### THE REQUEST
Output the following records verbatim, every line in its original order.

[Dataset rows on where objects appear]
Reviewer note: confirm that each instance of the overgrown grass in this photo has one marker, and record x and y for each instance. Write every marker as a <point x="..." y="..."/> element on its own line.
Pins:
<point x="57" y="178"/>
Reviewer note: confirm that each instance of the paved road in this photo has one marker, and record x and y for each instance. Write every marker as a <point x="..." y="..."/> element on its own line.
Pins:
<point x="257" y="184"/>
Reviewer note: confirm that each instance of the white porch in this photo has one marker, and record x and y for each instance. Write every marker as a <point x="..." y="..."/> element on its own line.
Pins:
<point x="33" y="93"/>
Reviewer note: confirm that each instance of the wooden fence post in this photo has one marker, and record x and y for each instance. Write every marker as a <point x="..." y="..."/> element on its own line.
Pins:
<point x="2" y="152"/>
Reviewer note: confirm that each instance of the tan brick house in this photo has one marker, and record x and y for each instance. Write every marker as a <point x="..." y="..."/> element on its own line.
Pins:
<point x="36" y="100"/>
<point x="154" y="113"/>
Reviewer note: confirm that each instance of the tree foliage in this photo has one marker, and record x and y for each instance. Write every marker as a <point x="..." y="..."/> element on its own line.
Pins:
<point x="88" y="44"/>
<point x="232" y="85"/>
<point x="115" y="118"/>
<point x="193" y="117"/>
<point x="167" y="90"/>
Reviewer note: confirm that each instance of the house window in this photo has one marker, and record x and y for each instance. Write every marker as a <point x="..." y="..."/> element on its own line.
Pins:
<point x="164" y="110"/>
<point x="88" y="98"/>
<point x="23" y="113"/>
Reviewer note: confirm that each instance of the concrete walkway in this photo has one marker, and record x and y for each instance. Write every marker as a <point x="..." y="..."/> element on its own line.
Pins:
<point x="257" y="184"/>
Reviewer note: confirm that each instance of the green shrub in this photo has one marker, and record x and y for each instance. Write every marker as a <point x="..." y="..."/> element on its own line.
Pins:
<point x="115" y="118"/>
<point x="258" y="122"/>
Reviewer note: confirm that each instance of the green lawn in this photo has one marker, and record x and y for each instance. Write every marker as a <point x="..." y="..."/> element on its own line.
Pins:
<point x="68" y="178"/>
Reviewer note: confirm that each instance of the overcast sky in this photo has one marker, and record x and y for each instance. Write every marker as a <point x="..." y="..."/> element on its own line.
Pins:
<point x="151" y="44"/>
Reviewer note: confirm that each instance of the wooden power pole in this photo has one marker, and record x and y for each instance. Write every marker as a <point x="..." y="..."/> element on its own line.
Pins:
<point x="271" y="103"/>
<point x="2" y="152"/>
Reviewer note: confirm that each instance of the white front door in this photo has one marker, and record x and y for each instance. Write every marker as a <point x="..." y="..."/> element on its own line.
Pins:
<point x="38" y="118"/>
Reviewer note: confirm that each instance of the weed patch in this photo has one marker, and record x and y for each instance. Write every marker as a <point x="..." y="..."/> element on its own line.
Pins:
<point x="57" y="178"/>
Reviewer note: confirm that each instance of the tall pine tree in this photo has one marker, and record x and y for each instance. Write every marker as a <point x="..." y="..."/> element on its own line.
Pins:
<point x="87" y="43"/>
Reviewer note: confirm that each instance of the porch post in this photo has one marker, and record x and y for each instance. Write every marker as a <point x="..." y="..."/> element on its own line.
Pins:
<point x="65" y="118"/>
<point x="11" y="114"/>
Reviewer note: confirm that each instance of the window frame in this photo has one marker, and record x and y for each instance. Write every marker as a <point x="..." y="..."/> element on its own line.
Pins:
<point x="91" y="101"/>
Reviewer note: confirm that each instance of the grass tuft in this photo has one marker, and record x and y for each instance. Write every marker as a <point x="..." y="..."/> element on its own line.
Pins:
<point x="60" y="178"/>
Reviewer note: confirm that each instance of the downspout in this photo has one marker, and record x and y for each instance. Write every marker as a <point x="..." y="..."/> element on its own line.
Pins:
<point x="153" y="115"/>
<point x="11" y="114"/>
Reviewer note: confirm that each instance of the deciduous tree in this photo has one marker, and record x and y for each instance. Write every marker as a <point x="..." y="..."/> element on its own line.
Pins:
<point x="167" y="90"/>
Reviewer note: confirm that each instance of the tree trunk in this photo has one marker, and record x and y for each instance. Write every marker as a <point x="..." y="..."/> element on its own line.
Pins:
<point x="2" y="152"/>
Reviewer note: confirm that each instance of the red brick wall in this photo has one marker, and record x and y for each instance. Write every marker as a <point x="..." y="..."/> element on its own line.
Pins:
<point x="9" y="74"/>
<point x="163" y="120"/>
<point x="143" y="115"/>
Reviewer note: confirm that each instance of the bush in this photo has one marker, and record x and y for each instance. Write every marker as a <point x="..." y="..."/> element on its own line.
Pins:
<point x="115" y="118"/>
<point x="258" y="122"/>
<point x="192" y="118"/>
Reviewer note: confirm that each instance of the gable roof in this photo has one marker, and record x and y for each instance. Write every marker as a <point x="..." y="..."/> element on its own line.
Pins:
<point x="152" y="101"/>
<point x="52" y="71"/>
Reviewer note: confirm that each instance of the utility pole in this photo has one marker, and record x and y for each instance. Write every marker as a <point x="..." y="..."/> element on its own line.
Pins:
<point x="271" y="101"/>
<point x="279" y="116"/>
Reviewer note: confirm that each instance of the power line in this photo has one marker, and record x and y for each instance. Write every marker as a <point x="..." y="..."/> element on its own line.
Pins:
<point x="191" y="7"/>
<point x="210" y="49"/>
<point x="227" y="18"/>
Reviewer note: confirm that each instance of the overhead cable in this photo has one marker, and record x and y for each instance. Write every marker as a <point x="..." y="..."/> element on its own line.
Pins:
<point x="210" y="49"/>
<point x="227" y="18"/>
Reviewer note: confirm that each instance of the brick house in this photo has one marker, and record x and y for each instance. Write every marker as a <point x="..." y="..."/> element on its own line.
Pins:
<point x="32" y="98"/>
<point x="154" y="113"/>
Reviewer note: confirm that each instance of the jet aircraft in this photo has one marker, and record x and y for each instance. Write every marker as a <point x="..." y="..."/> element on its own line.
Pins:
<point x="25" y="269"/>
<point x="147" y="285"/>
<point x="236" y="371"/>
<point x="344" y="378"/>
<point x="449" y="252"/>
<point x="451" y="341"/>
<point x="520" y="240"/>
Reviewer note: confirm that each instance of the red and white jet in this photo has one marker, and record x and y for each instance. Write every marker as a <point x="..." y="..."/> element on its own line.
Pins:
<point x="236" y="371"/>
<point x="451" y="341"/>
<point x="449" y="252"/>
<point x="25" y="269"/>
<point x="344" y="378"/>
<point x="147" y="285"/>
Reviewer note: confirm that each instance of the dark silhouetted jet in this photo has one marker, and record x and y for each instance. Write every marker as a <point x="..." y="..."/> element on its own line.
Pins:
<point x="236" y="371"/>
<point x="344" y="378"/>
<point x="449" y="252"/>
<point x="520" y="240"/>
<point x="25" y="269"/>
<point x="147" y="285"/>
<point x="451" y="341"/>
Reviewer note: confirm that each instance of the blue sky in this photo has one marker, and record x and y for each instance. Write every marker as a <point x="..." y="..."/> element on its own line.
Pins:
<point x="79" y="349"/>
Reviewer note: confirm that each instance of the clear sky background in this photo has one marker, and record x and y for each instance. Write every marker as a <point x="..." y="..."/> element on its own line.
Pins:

### RESPONSE
Reviewer note: confirm that each instance of the overgrown grass in this photo has one marker, and record x and y for each instance. Write every marker as a <point x="..." y="..."/> element on its own line.
Pins:
<point x="57" y="178"/>
Reviewer note: confirm that each instance of the paved road in this photo has one marker, and record x and y for each instance. Write every marker as a <point x="..." y="..."/> element on its own line.
Pins:
<point x="257" y="184"/>
Reviewer note: confirm that each instance of the white porch in this photo has one marker, and record x and y for each instance. Write every marker as a <point x="..." y="..."/> element on its own line.
Pins:
<point x="33" y="93"/>
Reviewer note: confirm that each instance of the wooden fence post in this photo has one marker, and record x and y for each instance. Write every marker as a <point x="..." y="..."/> element on its own line.
Pins:
<point x="2" y="152"/>
Reviewer note: confirm that each instance of the tan brick house in this photo has one marker, and record x and y for each instance. Write every marker as a <point x="..." y="..."/> element on its own line.
Pins:
<point x="36" y="100"/>
<point x="154" y="113"/>
Reviewer note: confirm that each instance of the tree foliage in this photo has one marker, and record x and y for each instance. Write every marker as a <point x="..." y="..."/> element on its own line.
Pins:
<point x="88" y="44"/>
<point x="232" y="85"/>
<point x="115" y="118"/>
<point x="193" y="117"/>
<point x="167" y="90"/>
Reviewer note: confirm that each instance of the house window in this photo has one marker, and record x and y for each instance. Write every marker as a <point x="..." y="..."/> element on its own line.
Pins:
<point x="164" y="110"/>
<point x="88" y="98"/>
<point x="23" y="113"/>
Reviewer note: confirm that each instance of the concrete walkway in this photo has one marker, and record x and y for each instance. Write every marker as a <point x="..." y="..."/> element on its own line.
Pins:
<point x="257" y="184"/>
Reviewer note: confirm that each instance of the green shrub in this photo has one marker, and record x and y for each instance. Write every marker as a <point x="..." y="..."/> element on its own line.
Pins:
<point x="115" y="118"/>
<point x="258" y="122"/>
Reviewer note: confirm that each instance of the green lawn in this photo has one marker, and record x and y for each instance. Write every marker as a <point x="..." y="..."/> element on its own line.
Pins:
<point x="68" y="178"/>
Reviewer note: confirm that each instance of the overcast sky in this photo has one marker, and record x and y for each instance. Write every marker as a <point x="..." y="..."/> element on its own line.
Pins:
<point x="151" y="44"/>
Reviewer note: confirm that each instance of the wooden power pole in this photo has one marker, and record x and y for each instance. Write every marker as a <point x="..." y="..."/> element on its own line.
Pins:
<point x="271" y="103"/>
<point x="2" y="152"/>
Reviewer note: confirm that each instance of the white front door in this photo has one marker, and record x and y for each instance. Write every marker as a <point x="..." y="..."/> element on its own line.
Pins:
<point x="38" y="118"/>
Reviewer note: confirm that each instance of the weed patch in this photo has one marker, and record x and y for each instance. Write every marker as a <point x="..." y="..."/> element on its own line.
Pins:
<point x="57" y="178"/>
Reviewer note: confirm that each instance of the tall pine tree in this photo has one marker, and record x and y for each instance. Write every marker as a <point x="..." y="..."/> element on its own line.
Pins:
<point x="87" y="43"/>
Reviewer note: confirm that each instance of the porch post in this photo has one marker, and record x and y for each instance. Write every marker as a <point x="..." y="..."/> element on its own line.
Pins:
<point x="65" y="118"/>
<point x="11" y="114"/>
Reviewer note: confirm that each instance of the window frame in this photo has one marker, and record x and y for each instance. Write every marker as a <point x="..." y="..."/> element on its own line.
Pins:
<point x="91" y="101"/>
Reviewer note: confirm that each instance of the grass tuft in this photo has one marker, and record x and y for each instance. Write every marker as a <point x="..." y="..."/> element on its own line.
Pins:
<point x="60" y="178"/>
Reviewer note: confirm that each instance of the downspout in this photo has one marker, and record x and y for each instance. Write every marker as a <point x="..." y="..."/> element on its own line.
Pins:
<point x="153" y="115"/>
<point x="11" y="114"/>
Reviewer note: confirm that each instance of the deciduous tree in this photo has one marker, and record x and y for each instance. Write every marker as a <point x="..." y="..."/> element on its own line.
Pins:
<point x="167" y="90"/>
Reviewer note: confirm that each instance of the tree trunk in this photo has one marker, and record x and y for each instance. Write every marker as a <point x="..." y="..."/> element on its own line.
Pins:
<point x="2" y="152"/>
Reviewer note: confirm that each instance of the red brick wall in this photo has one marker, and record x and y for each instance. Write every marker as a <point x="..." y="..."/> element on its own line.
Pins:
<point x="9" y="74"/>
<point x="163" y="120"/>
<point x="143" y="115"/>
Reviewer note: confirm that each instance of the bush in this photo has one marker, and record x and y for each instance. Write every marker as a <point x="..." y="..."/> element on its own line.
Pins:
<point x="115" y="118"/>
<point x="258" y="122"/>
<point x="192" y="118"/>
Reviewer note: confirm that each instance of the gable roof in this photo has one marker, and record x and y for each instance. Write every marker as a <point x="..." y="..."/> element on its own line.
Pins:
<point x="152" y="101"/>
<point x="52" y="71"/>
Reviewer note: confirm that each instance of the utility pole in this photo has one marker, and record x and y for each instance. Write every marker as a <point x="..." y="..."/> element on its own line.
Pins:
<point x="271" y="101"/>
<point x="279" y="116"/>
Reviewer note: confirm that each instance of the power line in this photo has one marker, and record x and y for each instance. Write every marker as a <point x="..." y="..."/> element on its own line.
Pins:
<point x="191" y="7"/>
<point x="210" y="49"/>
<point x="227" y="18"/>
Reviewer note: confirm that each instance of the overhead cable in this photo has one marker, and record x and y for each instance. Write every marker as a <point x="..." y="..."/> element on its own line.
Pins:
<point x="210" y="49"/>
<point x="227" y="18"/>
Reviewer note: confirm that each instance of the brick house in this photo has one marker, and record x and y for each instance. Write every marker as a <point x="..." y="..."/> element on its own line.
Pins:
<point x="32" y="98"/>
<point x="154" y="113"/>
Reviewer note: confirm that each instance of the jet aircraft in this photo has one marker, and record x and y for each instance. Write every marker as a <point x="..." y="..."/> element on its own line.
Pins:
<point x="25" y="269"/>
<point x="147" y="285"/>
<point x="236" y="371"/>
<point x="344" y="378"/>
<point x="449" y="252"/>
<point x="451" y="341"/>
<point x="520" y="240"/>
Reviewer note: confirm that each instance of the red and white jet in this photo has one marker, and record x and y for each instance. Write every marker as a <point x="..." y="..."/> element on its own line.
Pins:
<point x="236" y="371"/>
<point x="451" y="341"/>
<point x="449" y="252"/>
<point x="25" y="269"/>
<point x="344" y="378"/>
<point x="147" y="285"/>
Reviewer note: confirm that each instance of the dark silhouetted jet in this photo has one marker, and record x and y for each instance. Write every marker as a <point x="..." y="..."/> element on its own line.
Pins:
<point x="236" y="371"/>
<point x="344" y="378"/>
<point x="449" y="252"/>
<point x="520" y="240"/>
<point x="25" y="269"/>
<point x="147" y="285"/>
<point x="451" y="341"/>
Reviewer note: confirm that each instance of the blue sky in this photo has one marker, and record x and y for each instance. Write every marker as a <point x="..." y="..."/> element on its own line.
Pins:
<point x="79" y="349"/>
Reviewer note: confirm that each instance of the clear sky background in this photo has one marker, and record x and y for each instance. Write every marker as a <point x="..." y="..."/> element on its own line.
Pins:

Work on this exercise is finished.